**ARTICLE**:
■ ■ ■
The Facebook nation is turning into a democracy.
Facebook Inc. on Thursday invited its 175 million members to help govern the social network by reviewing, discussing and voting on the website’s rules.
“This is really about us trusting our users,” Chief Executive Mark Zuckerberg said in a conference call with reporters to discuss the changes.
The Palo Alto company released draft versions of two new documents: the Facebook Principles, which it calls “a set of values that will guide the development of the service,” and the Statement of Rights and Responsibilities, which emphasizes that users own their content on the site and that Facebook cannot use it after they quit the service.
The latter, if finalized, will replace the site’s terms of service dictating how Facebook can be used.
Facebook was embroiled in a controversy last week after changes to its guidelines implied that the company retained the rights to users’ personal data, including photographs, even after they closed their accounts.
■ ■ ■
**PROBLEM A**:
Give again, word for word, the part of the article on Facebook's rules that begins at the words "Facebook Inc. on" and stops after "the website’s rules.".

(Point placement records)
■ ■ ■
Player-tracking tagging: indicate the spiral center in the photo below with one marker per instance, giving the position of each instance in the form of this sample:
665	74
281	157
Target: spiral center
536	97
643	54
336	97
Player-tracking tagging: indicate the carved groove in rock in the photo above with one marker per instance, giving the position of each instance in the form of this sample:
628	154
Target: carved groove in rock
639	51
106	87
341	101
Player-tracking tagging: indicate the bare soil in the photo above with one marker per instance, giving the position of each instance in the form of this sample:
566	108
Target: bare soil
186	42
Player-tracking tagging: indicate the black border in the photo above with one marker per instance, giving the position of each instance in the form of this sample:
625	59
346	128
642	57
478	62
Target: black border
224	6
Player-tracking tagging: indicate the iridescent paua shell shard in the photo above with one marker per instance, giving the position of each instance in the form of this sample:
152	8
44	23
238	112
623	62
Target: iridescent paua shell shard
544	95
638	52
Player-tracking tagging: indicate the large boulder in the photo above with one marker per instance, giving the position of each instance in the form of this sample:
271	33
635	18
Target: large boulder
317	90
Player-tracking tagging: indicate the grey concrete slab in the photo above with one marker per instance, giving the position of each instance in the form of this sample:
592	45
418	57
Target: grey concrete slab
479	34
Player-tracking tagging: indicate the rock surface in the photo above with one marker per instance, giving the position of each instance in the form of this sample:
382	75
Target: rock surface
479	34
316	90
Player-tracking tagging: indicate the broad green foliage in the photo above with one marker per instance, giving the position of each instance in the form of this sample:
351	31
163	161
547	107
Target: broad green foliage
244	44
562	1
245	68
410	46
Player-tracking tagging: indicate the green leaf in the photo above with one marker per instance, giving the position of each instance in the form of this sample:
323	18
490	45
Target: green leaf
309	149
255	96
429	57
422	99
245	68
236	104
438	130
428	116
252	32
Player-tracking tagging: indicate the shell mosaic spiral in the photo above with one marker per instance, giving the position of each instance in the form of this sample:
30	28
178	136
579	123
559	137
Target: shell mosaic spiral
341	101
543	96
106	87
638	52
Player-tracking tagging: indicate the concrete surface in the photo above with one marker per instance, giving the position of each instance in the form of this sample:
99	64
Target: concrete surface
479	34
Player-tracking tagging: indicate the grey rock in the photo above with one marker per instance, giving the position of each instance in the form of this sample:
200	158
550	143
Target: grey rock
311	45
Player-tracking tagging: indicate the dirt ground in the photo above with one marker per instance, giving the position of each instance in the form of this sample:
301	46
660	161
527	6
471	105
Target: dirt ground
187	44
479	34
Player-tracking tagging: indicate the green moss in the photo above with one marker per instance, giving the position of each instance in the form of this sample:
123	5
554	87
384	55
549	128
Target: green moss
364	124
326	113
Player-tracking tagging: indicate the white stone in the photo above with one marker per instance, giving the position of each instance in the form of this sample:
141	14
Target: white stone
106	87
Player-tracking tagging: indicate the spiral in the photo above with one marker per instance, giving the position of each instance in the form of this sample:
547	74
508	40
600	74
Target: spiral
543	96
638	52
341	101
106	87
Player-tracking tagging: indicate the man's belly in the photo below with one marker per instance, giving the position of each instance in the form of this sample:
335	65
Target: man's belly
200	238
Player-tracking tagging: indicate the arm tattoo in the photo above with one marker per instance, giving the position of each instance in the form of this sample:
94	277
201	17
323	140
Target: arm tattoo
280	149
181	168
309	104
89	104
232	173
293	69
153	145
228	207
■ ■ ■
**PROBLEM B**:
Transcribe the lines of the records that begin at the line that has "Player-tracking tagging: indicate the arm" and stop after the last line of the records, including both ends.

**COMPLETE RESPONSE A**:
Facebook Inc. on Thursday invited its 175 million members to help govern the social network by reviewing, discussing and voting on the website’s rules.

**COMPLETE RESPONSE B**:
Player-tracking tagging: indicate the arm tattoo in the photo above with one marker per instance, giving the position of each instance in the form of this sample:
94	277
201	17
323	140
Target: arm tattoo
280	149
181	168
309	104
89	104
232	173
293	69
153	145
228	207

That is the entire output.